Which lines below contain the word "fireplace"? Locate each one and copy it out, treating uppercase and lowercase as different.

## START Source material

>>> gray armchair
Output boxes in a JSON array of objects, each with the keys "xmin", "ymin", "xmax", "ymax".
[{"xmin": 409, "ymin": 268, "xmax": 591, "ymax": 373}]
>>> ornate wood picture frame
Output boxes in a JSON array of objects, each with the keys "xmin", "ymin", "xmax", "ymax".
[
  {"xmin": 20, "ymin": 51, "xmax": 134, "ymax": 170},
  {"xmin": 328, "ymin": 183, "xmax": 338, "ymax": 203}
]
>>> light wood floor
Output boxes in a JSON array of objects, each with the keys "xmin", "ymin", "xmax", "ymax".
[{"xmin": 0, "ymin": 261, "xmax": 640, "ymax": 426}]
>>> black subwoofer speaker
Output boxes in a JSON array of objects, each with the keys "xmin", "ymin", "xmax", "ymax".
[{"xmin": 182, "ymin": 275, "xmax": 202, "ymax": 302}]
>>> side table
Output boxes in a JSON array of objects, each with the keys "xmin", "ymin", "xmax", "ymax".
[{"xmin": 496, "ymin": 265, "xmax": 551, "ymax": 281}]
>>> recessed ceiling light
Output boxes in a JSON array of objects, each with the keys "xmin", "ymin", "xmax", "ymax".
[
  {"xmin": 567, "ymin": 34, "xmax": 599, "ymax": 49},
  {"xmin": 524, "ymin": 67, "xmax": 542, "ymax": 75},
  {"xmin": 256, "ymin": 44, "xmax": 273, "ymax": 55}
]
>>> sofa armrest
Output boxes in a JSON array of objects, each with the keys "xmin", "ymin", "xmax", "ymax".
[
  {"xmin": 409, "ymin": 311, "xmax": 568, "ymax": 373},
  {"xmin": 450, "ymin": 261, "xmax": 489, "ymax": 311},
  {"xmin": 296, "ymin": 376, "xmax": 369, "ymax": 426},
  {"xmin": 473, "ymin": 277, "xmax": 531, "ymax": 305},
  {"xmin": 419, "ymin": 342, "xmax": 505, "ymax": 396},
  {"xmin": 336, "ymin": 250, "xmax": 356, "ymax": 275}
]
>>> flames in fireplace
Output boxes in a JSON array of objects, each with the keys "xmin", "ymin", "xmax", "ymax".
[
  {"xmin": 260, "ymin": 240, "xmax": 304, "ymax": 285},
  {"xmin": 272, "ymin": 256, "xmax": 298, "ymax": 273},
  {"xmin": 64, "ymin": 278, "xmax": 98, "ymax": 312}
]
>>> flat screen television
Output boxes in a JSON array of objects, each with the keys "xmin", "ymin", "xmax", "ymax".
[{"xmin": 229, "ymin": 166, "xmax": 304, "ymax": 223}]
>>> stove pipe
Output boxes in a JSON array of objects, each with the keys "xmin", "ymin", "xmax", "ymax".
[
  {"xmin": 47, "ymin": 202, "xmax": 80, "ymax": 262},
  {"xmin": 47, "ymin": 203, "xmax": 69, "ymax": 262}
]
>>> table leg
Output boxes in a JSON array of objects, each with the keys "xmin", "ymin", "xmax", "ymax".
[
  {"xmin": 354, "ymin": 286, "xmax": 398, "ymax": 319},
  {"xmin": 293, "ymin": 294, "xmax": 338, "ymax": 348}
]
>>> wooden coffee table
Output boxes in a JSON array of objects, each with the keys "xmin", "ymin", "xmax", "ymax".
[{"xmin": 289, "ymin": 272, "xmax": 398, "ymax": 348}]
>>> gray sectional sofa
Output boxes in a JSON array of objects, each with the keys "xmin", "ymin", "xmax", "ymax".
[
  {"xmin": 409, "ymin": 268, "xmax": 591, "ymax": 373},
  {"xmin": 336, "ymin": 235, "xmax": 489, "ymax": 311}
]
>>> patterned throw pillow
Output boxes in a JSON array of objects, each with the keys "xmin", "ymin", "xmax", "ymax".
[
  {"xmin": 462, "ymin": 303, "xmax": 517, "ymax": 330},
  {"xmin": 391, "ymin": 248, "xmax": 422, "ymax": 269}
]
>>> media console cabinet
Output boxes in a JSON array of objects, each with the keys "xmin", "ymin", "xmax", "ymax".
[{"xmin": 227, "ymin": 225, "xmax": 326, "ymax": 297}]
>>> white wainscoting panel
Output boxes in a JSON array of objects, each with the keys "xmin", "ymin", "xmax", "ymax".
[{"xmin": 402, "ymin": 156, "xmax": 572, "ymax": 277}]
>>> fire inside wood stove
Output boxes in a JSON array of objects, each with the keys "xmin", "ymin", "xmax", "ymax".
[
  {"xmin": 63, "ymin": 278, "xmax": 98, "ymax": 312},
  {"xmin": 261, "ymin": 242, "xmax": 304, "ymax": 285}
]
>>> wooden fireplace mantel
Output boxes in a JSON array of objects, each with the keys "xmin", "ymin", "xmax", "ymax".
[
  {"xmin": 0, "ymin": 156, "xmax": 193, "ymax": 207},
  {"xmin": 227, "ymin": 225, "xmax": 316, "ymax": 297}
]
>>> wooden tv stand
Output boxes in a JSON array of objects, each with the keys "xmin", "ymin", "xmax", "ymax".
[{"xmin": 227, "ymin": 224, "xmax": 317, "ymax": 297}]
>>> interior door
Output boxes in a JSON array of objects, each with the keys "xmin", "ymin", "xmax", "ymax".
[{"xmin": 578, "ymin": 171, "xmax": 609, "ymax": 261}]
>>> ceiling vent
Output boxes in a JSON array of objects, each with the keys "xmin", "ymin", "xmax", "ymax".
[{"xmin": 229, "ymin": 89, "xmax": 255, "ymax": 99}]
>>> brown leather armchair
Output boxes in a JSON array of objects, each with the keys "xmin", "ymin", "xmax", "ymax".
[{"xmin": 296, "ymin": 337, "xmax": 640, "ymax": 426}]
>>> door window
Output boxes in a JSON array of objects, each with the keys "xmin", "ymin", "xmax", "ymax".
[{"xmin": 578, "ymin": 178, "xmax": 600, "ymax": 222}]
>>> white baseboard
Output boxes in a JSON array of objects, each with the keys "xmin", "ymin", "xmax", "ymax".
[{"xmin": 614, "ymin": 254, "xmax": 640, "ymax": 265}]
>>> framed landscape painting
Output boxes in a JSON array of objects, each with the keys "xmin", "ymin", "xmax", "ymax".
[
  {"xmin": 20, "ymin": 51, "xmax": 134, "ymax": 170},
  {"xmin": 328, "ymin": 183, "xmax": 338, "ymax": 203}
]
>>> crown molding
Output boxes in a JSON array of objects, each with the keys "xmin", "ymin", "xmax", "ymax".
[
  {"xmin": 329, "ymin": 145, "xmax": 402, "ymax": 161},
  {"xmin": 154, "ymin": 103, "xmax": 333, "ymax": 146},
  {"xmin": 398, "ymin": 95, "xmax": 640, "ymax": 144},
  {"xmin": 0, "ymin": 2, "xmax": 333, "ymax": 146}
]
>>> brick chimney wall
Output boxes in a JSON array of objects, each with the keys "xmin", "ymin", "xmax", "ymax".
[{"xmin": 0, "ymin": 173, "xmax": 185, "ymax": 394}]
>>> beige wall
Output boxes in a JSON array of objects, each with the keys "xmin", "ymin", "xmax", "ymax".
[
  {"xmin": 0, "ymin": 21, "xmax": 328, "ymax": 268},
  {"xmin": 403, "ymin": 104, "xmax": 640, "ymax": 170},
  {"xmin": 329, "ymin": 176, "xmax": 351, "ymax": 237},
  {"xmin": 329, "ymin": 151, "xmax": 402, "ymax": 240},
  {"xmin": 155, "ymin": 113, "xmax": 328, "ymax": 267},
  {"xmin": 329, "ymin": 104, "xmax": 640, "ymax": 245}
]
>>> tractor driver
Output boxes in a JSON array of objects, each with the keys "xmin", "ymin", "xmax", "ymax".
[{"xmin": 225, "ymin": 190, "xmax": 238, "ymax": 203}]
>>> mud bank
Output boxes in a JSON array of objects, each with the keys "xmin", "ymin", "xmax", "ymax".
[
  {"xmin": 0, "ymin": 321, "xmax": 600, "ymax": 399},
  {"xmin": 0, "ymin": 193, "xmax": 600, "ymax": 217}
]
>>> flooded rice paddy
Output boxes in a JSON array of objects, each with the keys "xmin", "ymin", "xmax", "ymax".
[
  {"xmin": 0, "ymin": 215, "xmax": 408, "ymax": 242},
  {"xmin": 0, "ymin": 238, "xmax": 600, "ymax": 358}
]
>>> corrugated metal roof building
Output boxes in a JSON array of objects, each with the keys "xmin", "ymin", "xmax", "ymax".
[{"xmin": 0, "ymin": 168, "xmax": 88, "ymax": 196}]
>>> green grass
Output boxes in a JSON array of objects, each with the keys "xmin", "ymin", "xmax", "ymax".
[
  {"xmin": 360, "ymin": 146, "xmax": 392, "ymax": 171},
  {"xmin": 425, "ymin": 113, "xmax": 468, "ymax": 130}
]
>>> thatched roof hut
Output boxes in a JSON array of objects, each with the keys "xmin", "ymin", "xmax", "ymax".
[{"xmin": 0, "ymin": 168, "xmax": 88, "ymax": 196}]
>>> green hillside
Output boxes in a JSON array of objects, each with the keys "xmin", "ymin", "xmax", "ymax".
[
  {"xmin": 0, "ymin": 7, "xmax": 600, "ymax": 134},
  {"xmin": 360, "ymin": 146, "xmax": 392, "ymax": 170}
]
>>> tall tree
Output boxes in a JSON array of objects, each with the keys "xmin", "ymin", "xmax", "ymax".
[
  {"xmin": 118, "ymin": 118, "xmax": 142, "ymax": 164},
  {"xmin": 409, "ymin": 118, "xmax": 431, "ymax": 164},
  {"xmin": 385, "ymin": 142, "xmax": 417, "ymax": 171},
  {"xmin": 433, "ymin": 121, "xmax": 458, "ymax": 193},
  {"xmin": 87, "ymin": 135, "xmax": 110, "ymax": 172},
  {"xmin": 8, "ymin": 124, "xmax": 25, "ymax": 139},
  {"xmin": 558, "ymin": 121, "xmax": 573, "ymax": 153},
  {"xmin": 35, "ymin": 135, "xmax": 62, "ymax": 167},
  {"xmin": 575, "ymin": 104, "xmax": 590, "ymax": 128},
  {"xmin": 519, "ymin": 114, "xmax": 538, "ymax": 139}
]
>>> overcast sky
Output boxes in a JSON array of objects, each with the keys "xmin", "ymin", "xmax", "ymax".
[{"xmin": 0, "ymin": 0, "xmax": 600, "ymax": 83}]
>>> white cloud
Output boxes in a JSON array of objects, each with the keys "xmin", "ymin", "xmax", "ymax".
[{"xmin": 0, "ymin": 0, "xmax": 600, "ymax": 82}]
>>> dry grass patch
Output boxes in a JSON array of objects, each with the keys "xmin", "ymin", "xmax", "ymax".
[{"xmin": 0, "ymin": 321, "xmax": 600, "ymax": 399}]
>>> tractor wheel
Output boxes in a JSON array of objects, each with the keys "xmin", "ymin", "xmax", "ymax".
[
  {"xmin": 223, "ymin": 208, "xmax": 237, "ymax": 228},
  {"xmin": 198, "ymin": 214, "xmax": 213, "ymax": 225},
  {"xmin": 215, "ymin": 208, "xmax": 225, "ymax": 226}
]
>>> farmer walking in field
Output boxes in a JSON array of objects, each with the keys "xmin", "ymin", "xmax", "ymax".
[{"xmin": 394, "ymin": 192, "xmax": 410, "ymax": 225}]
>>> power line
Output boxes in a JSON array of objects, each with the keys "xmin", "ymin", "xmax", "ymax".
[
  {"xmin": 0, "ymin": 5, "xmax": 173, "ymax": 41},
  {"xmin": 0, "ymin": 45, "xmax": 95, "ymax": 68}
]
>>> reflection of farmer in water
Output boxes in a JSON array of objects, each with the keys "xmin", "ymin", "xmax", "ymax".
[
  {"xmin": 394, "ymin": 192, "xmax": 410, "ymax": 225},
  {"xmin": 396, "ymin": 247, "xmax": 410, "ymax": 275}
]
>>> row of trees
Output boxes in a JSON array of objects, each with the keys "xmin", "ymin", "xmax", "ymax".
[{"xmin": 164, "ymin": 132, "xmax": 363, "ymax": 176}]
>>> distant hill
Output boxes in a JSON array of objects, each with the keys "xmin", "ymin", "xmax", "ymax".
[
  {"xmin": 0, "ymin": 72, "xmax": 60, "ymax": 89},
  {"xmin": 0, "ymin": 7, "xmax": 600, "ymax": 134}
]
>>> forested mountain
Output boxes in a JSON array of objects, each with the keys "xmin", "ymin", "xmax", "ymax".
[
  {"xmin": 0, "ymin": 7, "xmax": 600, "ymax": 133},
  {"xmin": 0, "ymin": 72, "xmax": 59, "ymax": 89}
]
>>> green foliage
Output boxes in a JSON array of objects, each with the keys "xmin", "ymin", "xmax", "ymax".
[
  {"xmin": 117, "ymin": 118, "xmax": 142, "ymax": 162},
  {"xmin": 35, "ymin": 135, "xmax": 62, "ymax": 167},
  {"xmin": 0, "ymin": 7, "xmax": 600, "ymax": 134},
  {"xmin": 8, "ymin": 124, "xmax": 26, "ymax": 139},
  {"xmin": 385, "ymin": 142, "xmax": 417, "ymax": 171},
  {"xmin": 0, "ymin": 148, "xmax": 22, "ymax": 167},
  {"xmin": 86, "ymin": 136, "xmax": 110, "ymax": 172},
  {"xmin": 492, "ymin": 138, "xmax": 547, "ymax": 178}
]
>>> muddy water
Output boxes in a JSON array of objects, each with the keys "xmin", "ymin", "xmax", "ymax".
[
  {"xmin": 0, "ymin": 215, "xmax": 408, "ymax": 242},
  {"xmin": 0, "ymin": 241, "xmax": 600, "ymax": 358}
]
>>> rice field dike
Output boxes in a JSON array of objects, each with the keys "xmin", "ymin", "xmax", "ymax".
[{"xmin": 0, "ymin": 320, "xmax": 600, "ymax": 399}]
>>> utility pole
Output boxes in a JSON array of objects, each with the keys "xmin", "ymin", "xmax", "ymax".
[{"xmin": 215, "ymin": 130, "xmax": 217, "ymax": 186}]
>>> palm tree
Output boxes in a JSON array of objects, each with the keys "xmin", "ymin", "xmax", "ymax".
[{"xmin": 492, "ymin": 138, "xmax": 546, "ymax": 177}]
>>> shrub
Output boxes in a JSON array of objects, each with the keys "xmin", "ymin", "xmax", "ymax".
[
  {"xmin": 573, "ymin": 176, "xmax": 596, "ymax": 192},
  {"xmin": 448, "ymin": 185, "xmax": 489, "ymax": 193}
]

## END Source material

Exercise answer:
>>> flames in fireplace
>>> wooden fireplace mantel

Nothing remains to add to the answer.